EXCERPTED PASSAGE below:

The Securities Board of Nepal, the regulator tasked with maintaining market integrity, has failed to act as an impartial arbiter. Signs of regulatory capture are evident, with the board increasingly serving the interests of powerful actors rather than protecting the public. Its inability to implement key reforms, such as classifying risky firms, indicates a lack of political will to safeguard investors.

This institutional weakness is compounded by coordination failures among market participants. Instead of functioning as a cohesive ecosystem, Nepal’s capital market governance resembles a collection of silos, each deflecting responsibility and failing to build systemic confidence.

Distributional Crisis: The Middle Class at Risk

Driven by fear of missing out and a lack of alternatives in a stagnant economy, retail investors are entering the market at peak valuations. The presence of excess liquidity creates a false sense of security, allowing the bubble to grow further. However, when the inevitable correction occurs—whether through regulatory action, a re-rating of risk, or the natural deflation of speculation—the consequences could be catastrophic.

End of EXCERPTED PASSAGE.

## PROBLEMS AND TASKS
**A.** Answer these questions from the excerpt on Nepal's capital market:
(i) What key reform does the excerpt say the Securities Board of Nepal has been unable to implement?
(ii) Instead of a cohesive ecosystem, what does Nepal's capital market governance resemble?
(iii) What creates a false sense of security that allows the bubble to grow?
**B.** Carry on the excerpt on Nepal's capital market, starting after its last sentence.

PROVIDED MATERIAL below:

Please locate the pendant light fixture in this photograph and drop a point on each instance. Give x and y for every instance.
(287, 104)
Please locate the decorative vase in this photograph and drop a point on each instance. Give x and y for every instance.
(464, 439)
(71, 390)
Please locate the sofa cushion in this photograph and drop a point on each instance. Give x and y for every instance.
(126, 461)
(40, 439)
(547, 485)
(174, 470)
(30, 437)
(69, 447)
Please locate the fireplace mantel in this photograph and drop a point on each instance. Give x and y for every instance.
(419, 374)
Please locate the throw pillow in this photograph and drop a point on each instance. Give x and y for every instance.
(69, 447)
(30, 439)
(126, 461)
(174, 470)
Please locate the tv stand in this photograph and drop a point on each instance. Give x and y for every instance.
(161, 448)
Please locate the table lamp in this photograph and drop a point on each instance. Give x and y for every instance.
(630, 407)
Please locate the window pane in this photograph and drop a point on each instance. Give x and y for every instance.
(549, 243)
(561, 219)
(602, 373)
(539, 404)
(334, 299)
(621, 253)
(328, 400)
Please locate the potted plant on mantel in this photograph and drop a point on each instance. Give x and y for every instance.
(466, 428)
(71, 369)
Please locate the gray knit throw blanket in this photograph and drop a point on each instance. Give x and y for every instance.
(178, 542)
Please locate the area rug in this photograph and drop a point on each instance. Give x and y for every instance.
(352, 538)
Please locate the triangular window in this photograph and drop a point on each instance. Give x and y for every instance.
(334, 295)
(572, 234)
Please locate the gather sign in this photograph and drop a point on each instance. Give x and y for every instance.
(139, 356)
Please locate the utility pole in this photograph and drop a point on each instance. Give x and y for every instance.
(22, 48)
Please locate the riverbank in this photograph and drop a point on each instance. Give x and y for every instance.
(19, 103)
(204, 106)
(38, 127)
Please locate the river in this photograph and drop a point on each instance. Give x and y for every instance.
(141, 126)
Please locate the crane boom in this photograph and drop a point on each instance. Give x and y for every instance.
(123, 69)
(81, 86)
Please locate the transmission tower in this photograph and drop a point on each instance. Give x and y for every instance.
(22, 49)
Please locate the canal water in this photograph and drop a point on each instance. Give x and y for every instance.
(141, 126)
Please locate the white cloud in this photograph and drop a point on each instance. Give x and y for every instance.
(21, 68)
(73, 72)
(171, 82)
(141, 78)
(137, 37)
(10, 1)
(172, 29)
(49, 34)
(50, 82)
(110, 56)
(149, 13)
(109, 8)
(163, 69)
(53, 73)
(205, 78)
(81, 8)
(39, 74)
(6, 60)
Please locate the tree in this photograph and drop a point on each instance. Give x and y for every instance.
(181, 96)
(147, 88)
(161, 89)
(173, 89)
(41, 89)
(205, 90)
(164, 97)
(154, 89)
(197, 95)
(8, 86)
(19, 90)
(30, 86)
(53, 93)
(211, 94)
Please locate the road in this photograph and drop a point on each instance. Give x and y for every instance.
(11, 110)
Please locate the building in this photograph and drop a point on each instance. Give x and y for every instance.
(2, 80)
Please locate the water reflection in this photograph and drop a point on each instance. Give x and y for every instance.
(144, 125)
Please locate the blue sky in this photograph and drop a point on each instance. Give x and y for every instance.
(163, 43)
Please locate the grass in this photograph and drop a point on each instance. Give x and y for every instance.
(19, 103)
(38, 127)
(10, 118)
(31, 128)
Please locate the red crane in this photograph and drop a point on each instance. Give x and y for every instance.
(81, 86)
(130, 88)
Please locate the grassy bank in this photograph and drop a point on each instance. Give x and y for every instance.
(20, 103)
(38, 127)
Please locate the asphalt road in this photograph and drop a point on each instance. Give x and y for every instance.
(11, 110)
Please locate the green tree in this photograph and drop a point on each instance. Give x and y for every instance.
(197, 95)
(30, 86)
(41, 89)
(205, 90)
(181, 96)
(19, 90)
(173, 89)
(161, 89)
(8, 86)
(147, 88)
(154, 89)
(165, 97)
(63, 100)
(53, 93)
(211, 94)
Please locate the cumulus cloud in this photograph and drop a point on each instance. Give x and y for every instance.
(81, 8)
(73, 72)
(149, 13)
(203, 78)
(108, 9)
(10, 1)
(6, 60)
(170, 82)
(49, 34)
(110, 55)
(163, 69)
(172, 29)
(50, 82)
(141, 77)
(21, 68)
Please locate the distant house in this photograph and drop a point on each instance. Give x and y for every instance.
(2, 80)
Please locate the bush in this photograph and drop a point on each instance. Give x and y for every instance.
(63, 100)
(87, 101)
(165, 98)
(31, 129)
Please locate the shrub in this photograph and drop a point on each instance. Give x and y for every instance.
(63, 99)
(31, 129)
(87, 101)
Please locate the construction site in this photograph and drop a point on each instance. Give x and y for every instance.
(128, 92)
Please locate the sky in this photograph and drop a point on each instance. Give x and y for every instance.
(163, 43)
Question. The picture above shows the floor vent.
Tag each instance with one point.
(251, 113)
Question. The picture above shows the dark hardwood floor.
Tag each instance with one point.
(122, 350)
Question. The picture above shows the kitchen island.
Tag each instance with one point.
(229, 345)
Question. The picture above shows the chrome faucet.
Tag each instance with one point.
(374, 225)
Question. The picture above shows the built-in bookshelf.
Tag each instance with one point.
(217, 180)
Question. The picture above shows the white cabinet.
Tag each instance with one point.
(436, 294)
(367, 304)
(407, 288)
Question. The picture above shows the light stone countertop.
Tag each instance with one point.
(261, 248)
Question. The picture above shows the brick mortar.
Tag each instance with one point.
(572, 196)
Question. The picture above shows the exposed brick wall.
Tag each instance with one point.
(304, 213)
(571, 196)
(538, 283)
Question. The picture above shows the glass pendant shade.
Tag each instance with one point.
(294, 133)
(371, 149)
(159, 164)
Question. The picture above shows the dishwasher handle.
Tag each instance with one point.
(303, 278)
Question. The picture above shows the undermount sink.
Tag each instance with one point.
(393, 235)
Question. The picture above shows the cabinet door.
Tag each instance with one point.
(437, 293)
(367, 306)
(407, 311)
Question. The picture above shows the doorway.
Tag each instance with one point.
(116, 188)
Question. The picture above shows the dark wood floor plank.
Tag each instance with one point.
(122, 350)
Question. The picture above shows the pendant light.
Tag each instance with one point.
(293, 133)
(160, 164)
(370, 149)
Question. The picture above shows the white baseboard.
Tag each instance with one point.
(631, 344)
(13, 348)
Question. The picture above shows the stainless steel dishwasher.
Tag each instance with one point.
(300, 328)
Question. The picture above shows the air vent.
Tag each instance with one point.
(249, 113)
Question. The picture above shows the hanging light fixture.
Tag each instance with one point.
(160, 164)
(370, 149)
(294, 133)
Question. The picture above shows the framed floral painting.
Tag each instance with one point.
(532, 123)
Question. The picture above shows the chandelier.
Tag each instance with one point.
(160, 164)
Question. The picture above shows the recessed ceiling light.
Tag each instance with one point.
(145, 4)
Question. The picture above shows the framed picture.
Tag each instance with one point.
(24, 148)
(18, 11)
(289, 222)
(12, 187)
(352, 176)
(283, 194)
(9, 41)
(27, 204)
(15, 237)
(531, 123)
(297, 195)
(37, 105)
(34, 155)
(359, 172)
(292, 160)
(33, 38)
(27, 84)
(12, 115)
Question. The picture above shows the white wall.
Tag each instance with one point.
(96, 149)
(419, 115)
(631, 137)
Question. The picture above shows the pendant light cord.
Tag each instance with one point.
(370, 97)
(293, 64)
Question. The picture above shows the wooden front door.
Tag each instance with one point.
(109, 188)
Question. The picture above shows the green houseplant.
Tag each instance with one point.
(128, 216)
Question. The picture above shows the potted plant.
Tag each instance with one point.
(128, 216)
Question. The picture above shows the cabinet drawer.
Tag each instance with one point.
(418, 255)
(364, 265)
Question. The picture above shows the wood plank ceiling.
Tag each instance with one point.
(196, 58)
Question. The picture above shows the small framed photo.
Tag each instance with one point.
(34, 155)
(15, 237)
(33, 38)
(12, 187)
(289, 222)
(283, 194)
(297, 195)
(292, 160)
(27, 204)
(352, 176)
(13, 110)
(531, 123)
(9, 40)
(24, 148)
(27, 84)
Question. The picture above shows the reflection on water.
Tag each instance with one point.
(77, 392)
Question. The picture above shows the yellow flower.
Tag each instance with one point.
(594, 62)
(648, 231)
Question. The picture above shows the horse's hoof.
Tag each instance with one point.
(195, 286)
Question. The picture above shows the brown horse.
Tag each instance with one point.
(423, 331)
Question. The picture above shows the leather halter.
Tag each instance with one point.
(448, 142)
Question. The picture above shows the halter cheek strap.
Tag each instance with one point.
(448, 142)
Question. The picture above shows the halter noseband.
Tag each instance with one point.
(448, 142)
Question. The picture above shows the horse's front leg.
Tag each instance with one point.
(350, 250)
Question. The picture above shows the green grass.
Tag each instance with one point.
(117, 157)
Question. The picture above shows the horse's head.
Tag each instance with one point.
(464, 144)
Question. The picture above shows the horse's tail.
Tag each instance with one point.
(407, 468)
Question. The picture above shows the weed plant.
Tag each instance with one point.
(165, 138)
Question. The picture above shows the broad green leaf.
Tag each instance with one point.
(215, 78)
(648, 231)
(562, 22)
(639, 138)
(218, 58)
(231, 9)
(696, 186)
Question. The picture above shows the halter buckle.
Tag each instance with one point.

End of PROVIDED MATERIAL.

## OUTPUTS FOR THE TASKS
**A.**
(i) Classifying risky firms.
(ii) A collection of silos.
(iii) The presence of excess liquidity.

**B.**
Household savings, already under pressure, could suffer significant losses, leading to long-term damage to consumer sentiment and national savings. This distributional crisis underscores the urgent need for reform.

A Fork in the Road

Nepal’s capital market stands at a critical juncture. The enthusiasm of millions of investors represents a valuable resource that could fuel national development. However, the current bull market, sustained by stagnant capital and a captured regulator, is a dangerous mirage. What is needed is a market that rewards enterprise and innovation, not extraction. Without fundamental changes, the system risks becoming a gambling house where the odds are stacked against the very people it claims to empower.